WRITTEN INSTRUCTION: Starting at the first of the items below and ending at the line that contains "[0,0,633,151]", write those lines out again with every "mark" changed to "outline" and nothing else altered.
— start of SUPPLIED DATA —
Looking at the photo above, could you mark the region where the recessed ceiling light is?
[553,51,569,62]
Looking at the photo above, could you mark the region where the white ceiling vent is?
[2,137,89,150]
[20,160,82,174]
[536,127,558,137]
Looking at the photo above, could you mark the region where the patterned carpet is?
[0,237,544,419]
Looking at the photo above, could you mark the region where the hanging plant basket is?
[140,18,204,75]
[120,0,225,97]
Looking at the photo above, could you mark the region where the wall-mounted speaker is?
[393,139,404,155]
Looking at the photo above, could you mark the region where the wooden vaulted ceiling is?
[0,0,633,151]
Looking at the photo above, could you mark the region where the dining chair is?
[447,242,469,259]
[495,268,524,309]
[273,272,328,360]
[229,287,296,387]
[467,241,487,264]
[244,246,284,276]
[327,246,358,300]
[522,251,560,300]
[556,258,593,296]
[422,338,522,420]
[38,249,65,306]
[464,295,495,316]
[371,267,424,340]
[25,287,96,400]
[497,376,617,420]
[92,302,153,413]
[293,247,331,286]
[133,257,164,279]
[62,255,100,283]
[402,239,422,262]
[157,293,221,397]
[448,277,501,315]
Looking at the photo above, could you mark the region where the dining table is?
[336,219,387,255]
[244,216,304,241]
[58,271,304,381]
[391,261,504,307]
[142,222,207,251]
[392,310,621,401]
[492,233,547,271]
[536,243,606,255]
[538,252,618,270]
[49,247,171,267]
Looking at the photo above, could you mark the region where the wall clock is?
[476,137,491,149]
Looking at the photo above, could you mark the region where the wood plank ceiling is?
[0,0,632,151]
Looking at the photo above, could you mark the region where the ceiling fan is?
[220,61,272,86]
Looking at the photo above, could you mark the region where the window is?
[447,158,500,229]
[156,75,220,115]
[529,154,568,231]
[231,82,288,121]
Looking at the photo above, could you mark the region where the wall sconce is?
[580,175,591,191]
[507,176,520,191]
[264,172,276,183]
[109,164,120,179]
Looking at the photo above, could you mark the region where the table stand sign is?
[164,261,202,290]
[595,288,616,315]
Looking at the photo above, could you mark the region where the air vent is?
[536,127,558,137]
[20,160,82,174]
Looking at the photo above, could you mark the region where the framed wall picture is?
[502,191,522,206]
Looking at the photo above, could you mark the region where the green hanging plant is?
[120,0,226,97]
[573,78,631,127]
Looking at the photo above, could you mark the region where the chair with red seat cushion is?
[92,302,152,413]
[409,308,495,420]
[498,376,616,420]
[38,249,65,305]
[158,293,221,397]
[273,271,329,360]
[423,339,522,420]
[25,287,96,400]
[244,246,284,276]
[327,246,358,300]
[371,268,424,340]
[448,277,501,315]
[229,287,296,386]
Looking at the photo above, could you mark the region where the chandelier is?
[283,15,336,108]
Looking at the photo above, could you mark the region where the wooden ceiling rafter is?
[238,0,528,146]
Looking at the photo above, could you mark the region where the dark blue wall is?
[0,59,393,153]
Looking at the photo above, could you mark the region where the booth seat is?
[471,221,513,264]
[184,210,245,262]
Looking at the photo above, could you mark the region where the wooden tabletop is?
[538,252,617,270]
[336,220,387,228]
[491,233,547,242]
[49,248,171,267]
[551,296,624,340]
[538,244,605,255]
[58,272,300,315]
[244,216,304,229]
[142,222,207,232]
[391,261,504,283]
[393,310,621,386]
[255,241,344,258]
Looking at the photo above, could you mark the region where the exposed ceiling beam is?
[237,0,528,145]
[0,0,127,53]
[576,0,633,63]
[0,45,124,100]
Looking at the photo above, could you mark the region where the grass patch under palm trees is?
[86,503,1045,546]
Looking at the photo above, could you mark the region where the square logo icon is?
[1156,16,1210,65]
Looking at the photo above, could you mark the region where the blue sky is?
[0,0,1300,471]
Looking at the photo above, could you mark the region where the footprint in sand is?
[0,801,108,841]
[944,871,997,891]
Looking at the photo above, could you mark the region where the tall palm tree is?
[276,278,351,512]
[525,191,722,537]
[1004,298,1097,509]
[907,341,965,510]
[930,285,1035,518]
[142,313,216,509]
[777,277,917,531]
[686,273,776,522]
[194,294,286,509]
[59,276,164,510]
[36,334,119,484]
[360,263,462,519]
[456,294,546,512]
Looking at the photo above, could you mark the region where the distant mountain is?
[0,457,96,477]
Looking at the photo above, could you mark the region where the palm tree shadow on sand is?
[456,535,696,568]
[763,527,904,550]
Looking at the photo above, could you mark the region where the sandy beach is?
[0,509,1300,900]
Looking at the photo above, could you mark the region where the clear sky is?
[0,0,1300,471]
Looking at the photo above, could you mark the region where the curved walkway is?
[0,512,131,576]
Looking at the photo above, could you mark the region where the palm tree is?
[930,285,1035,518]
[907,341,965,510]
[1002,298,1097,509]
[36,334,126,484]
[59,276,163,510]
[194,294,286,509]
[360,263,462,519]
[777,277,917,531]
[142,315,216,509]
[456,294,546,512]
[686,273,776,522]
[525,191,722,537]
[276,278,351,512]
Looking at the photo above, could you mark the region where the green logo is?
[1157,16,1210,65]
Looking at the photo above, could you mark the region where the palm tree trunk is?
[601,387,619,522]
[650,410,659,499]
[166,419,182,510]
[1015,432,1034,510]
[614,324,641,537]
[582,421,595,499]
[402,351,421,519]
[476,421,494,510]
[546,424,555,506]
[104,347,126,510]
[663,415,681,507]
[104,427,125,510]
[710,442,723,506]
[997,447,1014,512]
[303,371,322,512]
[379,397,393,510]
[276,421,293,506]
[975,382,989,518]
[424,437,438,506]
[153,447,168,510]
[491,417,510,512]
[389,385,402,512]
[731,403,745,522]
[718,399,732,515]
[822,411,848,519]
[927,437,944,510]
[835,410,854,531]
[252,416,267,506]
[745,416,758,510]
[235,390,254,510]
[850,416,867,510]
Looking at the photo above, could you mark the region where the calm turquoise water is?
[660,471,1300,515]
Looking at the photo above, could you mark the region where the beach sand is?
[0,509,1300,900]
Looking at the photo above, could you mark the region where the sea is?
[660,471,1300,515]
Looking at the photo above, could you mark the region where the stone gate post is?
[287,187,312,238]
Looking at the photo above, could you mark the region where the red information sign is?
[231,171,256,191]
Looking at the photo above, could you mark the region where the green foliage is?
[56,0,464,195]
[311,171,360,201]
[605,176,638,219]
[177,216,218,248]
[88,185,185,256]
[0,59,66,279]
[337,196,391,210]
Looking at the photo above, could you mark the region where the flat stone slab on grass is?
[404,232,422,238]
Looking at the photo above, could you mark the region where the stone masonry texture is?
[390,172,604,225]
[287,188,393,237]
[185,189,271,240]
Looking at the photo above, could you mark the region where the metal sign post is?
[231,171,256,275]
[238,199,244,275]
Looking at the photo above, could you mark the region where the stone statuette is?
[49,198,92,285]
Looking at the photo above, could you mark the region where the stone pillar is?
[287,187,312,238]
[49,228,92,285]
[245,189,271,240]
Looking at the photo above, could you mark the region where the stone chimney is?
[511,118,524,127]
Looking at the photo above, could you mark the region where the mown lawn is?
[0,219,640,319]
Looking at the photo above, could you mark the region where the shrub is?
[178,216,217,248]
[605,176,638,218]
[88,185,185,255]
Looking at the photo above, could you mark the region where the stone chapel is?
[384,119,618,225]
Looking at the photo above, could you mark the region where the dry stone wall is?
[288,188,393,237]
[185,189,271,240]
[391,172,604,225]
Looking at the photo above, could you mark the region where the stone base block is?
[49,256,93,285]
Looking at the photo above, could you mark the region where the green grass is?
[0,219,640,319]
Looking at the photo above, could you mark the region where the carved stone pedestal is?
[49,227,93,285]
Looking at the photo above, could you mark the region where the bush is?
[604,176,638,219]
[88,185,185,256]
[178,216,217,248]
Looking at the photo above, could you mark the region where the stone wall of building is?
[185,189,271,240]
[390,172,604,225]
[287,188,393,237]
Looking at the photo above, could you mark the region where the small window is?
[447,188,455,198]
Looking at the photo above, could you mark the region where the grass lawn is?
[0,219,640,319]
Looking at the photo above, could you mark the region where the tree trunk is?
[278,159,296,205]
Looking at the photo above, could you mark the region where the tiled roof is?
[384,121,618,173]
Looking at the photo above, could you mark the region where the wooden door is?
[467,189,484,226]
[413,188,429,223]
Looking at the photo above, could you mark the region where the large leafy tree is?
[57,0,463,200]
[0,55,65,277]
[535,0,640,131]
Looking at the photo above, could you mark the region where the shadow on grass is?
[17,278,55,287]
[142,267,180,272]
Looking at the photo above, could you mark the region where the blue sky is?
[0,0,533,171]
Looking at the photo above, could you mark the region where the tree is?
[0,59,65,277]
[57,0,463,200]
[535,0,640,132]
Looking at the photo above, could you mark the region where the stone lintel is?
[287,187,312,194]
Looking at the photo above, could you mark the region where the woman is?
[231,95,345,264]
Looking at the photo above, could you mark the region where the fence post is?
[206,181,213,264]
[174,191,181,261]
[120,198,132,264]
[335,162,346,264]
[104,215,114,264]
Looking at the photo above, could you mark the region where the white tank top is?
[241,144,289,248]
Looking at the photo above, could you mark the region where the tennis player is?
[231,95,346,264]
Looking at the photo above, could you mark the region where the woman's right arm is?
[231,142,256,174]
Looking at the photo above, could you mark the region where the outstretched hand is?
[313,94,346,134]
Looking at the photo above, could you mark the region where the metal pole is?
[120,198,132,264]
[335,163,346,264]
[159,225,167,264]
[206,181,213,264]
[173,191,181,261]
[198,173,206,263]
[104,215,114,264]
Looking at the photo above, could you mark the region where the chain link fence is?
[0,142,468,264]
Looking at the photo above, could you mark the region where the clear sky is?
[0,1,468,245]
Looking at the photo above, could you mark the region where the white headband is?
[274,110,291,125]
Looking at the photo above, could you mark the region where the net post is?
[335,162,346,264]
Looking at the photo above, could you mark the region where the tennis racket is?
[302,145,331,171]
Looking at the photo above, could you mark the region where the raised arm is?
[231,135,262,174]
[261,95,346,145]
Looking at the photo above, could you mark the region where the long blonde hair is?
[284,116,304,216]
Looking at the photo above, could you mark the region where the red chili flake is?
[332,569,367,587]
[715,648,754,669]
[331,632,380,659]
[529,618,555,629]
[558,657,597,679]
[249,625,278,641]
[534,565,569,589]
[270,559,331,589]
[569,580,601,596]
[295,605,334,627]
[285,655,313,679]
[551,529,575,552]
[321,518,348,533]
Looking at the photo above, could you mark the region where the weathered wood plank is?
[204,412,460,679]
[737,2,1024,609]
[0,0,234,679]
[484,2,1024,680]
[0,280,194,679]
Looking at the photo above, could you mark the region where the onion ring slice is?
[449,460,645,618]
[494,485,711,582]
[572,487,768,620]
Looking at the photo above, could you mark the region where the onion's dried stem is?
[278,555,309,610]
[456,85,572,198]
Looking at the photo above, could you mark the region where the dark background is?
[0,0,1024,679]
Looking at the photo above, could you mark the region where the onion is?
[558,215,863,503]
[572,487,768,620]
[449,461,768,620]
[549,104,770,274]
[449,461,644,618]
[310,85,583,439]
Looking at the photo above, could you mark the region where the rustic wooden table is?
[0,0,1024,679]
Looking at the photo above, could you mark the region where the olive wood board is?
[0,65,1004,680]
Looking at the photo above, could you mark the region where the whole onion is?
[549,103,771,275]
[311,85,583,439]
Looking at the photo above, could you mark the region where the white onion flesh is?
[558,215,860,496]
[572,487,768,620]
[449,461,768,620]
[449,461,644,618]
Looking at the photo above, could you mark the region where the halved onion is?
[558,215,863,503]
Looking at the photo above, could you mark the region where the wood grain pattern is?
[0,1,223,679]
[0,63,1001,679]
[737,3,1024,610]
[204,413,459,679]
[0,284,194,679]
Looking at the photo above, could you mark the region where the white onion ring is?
— end of SUPPLIED DATA —
SOLVED EXERCISE:
Looking at the photo above, could you outline the region where the recessed ceiling light is?
[553,51,569,62]
Looking at the photo above, could you outline the region where the white ceiling vent is?
[2,137,89,150]
[20,160,82,174]
[536,127,558,137]
Looking at the photo above, could you outline the region where the patterned carpet is?
[0,237,544,419]
Looking at the photo above, could you outline the region where the hanging plant basket is?
[140,18,204,75]
[120,0,225,97]
Looking at the photo above, could you outline the region where the wall-mounted speaker is?
[393,139,404,155]
Looking at the photo above, could you outline the region where the wooden vaulted ceiling is?
[0,0,633,151]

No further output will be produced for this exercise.